**Source passage:**
§ §

Jerome Kohlberg

To Jerome Kohlberg, life did not come much better than playing third base in a knockabout Sunday softball game on the southern shores of Martha’s Vineyard. The ground sloped in varying directions and markings were few, yet the tourney was a weekend staple of the Massachusetts island retreat where for much of his life he summered.

For the rest of the year he toiled in Manhattan, rising to head the investment banking division of Bear Stearns after pioneering what he dubbed a “bootstrap” deal. Drawing on outside investors to acquire, restructure and float a private company, often in conjunction with management, the arrangement provided an amicable re­lease for families that had built a business. His 1960s formula was the basis of what became the leveraged buyout.

At 51 that spurred a decision to found his own firm, along with a pair of 32-year-old cousins working under him. Kohlberg, who has died aged 90, was from its 1976 inception the “first K” in front of Henry Kravis and George Roberts at what would become the fearsome force known as KKR.

§ §

**Work item:** Please list every person named in the Kohlberg text. The material comes from a source unrelated to the Kohlberg text.

**Entries provided:**
§ §

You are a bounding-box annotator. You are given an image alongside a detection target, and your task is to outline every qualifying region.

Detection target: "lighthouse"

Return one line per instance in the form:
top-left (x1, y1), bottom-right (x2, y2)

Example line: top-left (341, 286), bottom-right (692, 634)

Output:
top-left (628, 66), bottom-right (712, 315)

§ §

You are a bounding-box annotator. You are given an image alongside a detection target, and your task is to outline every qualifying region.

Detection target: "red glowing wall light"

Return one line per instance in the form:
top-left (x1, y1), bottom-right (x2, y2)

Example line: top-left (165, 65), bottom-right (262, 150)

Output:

§ §

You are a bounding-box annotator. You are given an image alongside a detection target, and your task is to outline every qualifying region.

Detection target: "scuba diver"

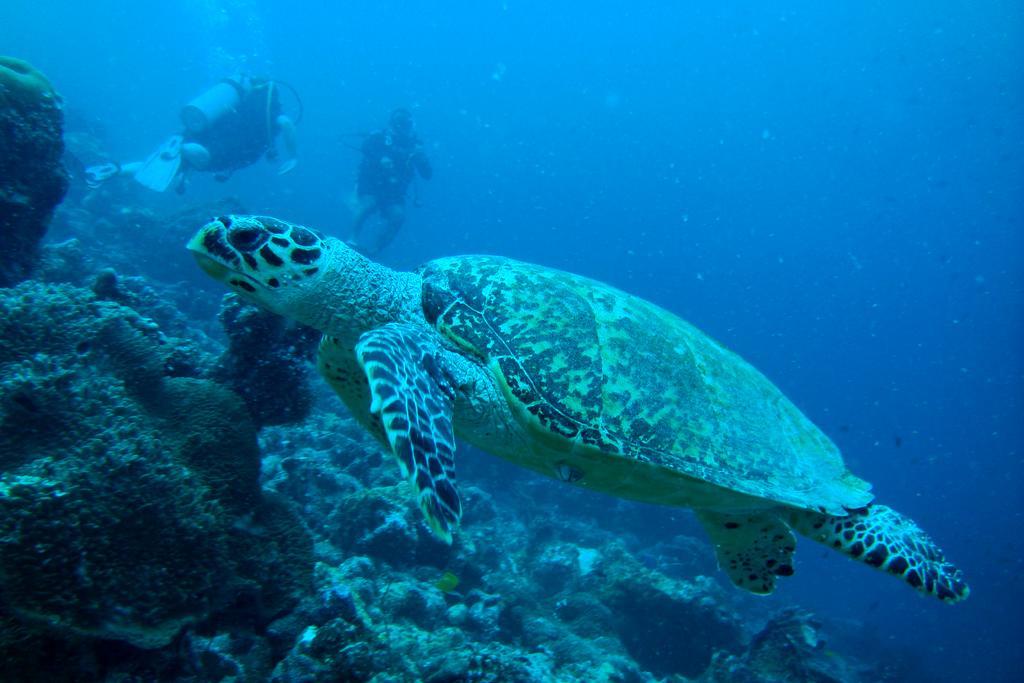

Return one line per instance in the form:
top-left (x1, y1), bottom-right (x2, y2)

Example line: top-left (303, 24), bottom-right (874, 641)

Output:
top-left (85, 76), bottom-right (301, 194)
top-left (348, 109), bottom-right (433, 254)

§ §

**Exercise response:** Jerome Kohlberg, Henry Kravis, George Roberts